→ What is expected
For this exercise, print all of the data exactly as given.

→ Material shown
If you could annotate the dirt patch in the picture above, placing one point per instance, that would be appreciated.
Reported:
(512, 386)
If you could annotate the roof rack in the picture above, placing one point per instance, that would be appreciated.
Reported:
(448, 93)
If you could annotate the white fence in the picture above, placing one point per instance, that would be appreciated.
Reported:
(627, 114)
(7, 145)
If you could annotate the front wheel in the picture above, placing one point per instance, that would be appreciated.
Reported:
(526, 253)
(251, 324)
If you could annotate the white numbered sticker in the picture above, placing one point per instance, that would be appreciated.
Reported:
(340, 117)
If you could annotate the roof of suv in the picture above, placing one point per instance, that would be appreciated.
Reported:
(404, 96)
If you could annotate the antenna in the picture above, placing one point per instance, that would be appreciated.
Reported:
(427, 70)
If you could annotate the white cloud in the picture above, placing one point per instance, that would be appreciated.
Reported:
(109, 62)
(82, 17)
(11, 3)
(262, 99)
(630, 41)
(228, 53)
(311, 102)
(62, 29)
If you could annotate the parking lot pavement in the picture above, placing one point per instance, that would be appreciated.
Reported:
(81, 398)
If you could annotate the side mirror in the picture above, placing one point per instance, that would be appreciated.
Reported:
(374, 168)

→ Answer for the task
If you could annotate the dirt patch in the picture above, placing one point per instance, that would be appreciated.
Reported:
(512, 386)
If you could annotate the roof rack in the picture above, placing one point per instance, that would be appreciated.
Reported:
(448, 93)
If you could annotate the white fence in the picture above, placing one point per instance, that would be appreciated.
Reported:
(627, 114)
(7, 145)
If you could annotate the front wheel in the picture above, placing one point per instance, that would be appreciated.
Reported:
(526, 253)
(251, 324)
If you could annotate the white numbered sticker in the picture above, placing one point per instance, that would be appreciated.
Reported:
(340, 117)
If you could annotate the roof of suv in the picture above, placing one point per instance, that would be appreciated.
Reported:
(404, 96)
If you could annotate the antenna in the picture above, placing one point per instance, that would be appreciated.
Reported:
(427, 70)
If you could annotate the white cloud in the picture above, placing one point per instance, that would be appreciated.
Reported:
(109, 62)
(82, 17)
(11, 3)
(262, 99)
(630, 41)
(228, 53)
(311, 102)
(62, 29)
If you could annotate the parking lot pavement in the picture above, placing one point per instance, that would be appreciated.
Reported:
(81, 398)
If you could annotate the side mirror in the picture above, placing one point per instance, that would be appreciated.
Reported:
(374, 168)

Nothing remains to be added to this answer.